* _Given information_:
● ● ● ● ● ● ●
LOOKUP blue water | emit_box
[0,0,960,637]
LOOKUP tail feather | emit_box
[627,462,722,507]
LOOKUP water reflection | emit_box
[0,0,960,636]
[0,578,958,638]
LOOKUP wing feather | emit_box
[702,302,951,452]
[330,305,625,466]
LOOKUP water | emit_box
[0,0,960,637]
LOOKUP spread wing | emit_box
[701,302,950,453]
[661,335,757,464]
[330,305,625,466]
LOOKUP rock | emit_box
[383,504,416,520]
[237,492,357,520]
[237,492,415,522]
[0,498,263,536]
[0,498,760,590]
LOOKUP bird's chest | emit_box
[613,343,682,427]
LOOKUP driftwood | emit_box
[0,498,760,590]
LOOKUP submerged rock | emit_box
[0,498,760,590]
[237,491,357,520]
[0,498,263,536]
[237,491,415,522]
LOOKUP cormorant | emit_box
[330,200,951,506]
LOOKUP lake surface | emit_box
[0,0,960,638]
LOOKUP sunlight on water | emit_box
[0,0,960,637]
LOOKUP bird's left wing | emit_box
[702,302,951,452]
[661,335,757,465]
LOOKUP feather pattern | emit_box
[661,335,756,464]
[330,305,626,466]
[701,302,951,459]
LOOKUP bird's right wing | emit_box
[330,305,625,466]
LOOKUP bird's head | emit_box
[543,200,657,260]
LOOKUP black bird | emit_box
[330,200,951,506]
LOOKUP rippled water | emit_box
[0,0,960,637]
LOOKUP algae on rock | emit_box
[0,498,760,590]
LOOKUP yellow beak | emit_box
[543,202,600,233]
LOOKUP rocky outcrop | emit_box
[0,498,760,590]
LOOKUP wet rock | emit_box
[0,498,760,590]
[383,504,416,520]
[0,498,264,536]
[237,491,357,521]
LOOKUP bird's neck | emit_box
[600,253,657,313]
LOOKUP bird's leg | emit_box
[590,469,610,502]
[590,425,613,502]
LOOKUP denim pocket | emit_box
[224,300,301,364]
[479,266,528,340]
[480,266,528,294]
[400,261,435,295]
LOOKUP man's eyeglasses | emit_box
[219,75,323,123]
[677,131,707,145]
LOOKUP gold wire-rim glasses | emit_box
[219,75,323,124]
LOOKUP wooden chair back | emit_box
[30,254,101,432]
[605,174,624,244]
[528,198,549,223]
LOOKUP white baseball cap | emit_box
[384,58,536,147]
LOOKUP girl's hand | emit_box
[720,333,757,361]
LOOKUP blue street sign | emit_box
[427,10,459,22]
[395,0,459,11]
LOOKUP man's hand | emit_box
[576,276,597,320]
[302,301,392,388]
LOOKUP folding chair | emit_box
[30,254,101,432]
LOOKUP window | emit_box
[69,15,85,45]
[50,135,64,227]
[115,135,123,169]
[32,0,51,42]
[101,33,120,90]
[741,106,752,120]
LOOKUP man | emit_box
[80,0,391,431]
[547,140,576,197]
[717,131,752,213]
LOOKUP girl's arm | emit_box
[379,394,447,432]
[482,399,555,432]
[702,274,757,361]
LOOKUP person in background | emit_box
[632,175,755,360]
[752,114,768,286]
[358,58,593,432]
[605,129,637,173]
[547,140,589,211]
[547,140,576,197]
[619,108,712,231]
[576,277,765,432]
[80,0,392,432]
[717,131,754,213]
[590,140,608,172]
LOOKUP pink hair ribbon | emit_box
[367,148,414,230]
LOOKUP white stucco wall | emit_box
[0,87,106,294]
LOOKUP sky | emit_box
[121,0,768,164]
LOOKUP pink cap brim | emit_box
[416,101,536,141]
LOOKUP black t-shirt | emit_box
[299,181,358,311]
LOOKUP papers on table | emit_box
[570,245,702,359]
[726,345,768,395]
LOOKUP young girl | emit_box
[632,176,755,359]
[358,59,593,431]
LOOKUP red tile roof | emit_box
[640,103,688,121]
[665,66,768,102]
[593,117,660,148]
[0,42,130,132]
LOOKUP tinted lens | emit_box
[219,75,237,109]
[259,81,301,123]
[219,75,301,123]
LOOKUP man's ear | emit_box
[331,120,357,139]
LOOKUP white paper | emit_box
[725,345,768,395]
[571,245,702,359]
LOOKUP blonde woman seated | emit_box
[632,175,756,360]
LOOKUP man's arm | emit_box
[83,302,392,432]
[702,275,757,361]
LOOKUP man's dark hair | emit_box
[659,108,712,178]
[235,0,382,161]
● ● ● ● ● ● ●
* _Task directions_: Copy every entry above line for line, changing nothing.

* _Solution for this exercise_:
LOOKUP blue water | emit_box
[0,0,960,637]
LOOKUP tail feather | emit_box
[627,462,722,507]
LOOKUP water reflection | emit_box
[0,0,960,636]
[0,578,958,638]
LOOKUP wing feather | emit_box
[702,302,951,452]
[330,305,625,466]
LOOKUP water | emit_box
[0,0,960,637]
LOOKUP spread wing | emit_box
[701,302,950,453]
[661,335,757,464]
[330,305,625,466]
LOOKUP rock | emit_box
[383,504,416,520]
[237,492,357,520]
[237,492,415,522]
[0,498,263,536]
[0,498,760,590]
LOOKUP bird's chest | emit_box
[613,343,682,427]
LOOKUP driftwood | emit_box
[0,498,760,590]
LOOKUP submerged rock | emit_box
[0,498,760,590]
[237,491,357,520]
[0,498,263,536]
[237,491,415,522]
LOOKUP cormorant | emit_box
[330,200,951,506]
LOOKUP lake surface | emit_box
[0,0,960,638]
LOOKUP sunlight on water | emit_box
[0,0,960,637]
LOOKUP bird's left wing | emit_box
[702,302,951,452]
[661,335,757,465]
LOOKUP feather pattern | emit_box
[661,335,756,464]
[330,305,626,466]
[701,302,951,459]
LOOKUP bird's right wing | emit_box
[330,305,625,466]
LOOKUP bird's head | emit_box
[543,200,657,260]
LOOKUP black bird | emit_box
[330,200,951,506]
LOOKUP rippled water | emit_box
[0,0,960,637]
LOOKUP algae on rock | emit_box
[0,498,760,590]
LOOKUP yellow beak | emit_box
[543,202,600,233]
LOOKUP rocky outcrop | emit_box
[0,498,760,590]
LOOKUP wet rock | emit_box
[0,498,760,590]
[383,504,416,520]
[0,498,264,536]
[237,491,357,521]
LOOKUP bird's neck | emit_box
[600,253,657,313]
LOOKUP bird's leg | emit_box
[590,469,610,502]
[590,425,613,502]
LOOKUP denim pocket | emit_box
[224,300,301,364]
[479,266,528,340]
[480,266,528,294]
[400,261,435,295]
LOOKUP man's eyeglasses | emit_box
[219,75,323,123]
[677,131,707,145]
LOOKUP gold wire-rim glasses | emit_box
[219,75,323,124]
LOOKUP wooden chair back | emit_box
[30,254,101,432]
[605,174,624,244]
[528,198,549,223]
LOOKUP white baseball cap | emit_box
[384,58,536,147]
LOOKUP girl's hand | emit_box
[720,333,757,361]
LOOKUP blue street sign | emit_box
[427,10,459,22]
[395,0,459,11]
LOOKUP man's hand | emit_box
[576,276,597,320]
[302,301,392,388]
LOOKUP folding chair | emit_box
[30,254,101,432]
LOOKUP window | emit_box
[69,15,85,45]
[50,135,64,227]
[115,135,123,169]
[32,0,51,42]
[101,33,120,90]
[741,106,752,120]
LOOKUP man | emit_box
[80,0,391,431]
[547,140,576,197]
[717,131,752,213]
LOOKUP girl's arm | emit_box
[379,394,447,432]
[482,399,555,432]
[702,274,757,361]
LOOKUP person in background | emit_box
[632,175,755,360]
[752,114,768,286]
[358,58,593,432]
[605,129,637,173]
[547,140,589,211]
[547,140,576,197]
[619,108,712,231]
[576,277,765,432]
[80,0,392,432]
[717,131,754,213]
[590,140,608,172]
LOOKUP pink hair ribbon | emit_box
[367,148,414,230]
LOOKUP white stucco wall | emit_box
[0,87,106,294]
LOOKUP sky | emit_box
[121,0,768,164]
LOOKUP pink cap brim | emit_box
[416,101,536,141]
LOOKUP black t-shirt | emit_box
[299,181,358,311]
LOOKUP papers on table | emit_box
[570,245,702,359]
[726,345,768,395]
LOOKUP young girl | emit_box
[632,176,755,359]
[358,59,593,431]
LOOKUP red tile roof | emit_box
[640,103,688,121]
[665,66,768,102]
[593,117,660,148]
[0,42,130,132]
LOOKUP tinted lens | emit_box
[219,75,237,109]
[259,81,301,123]
[219,75,301,123]
LOOKUP man's ear | emit_box
[331,120,357,139]
LOOKUP white paper | emit_box
[725,345,768,395]
[571,245,702,359]
LOOKUP blonde woman seated | emit_box
[632,175,756,360]
LOOKUP man's arm | emit_box
[83,302,392,432]
[702,275,757,361]
LOOKUP man's dark hair | emit_box
[659,108,712,178]
[235,0,382,161]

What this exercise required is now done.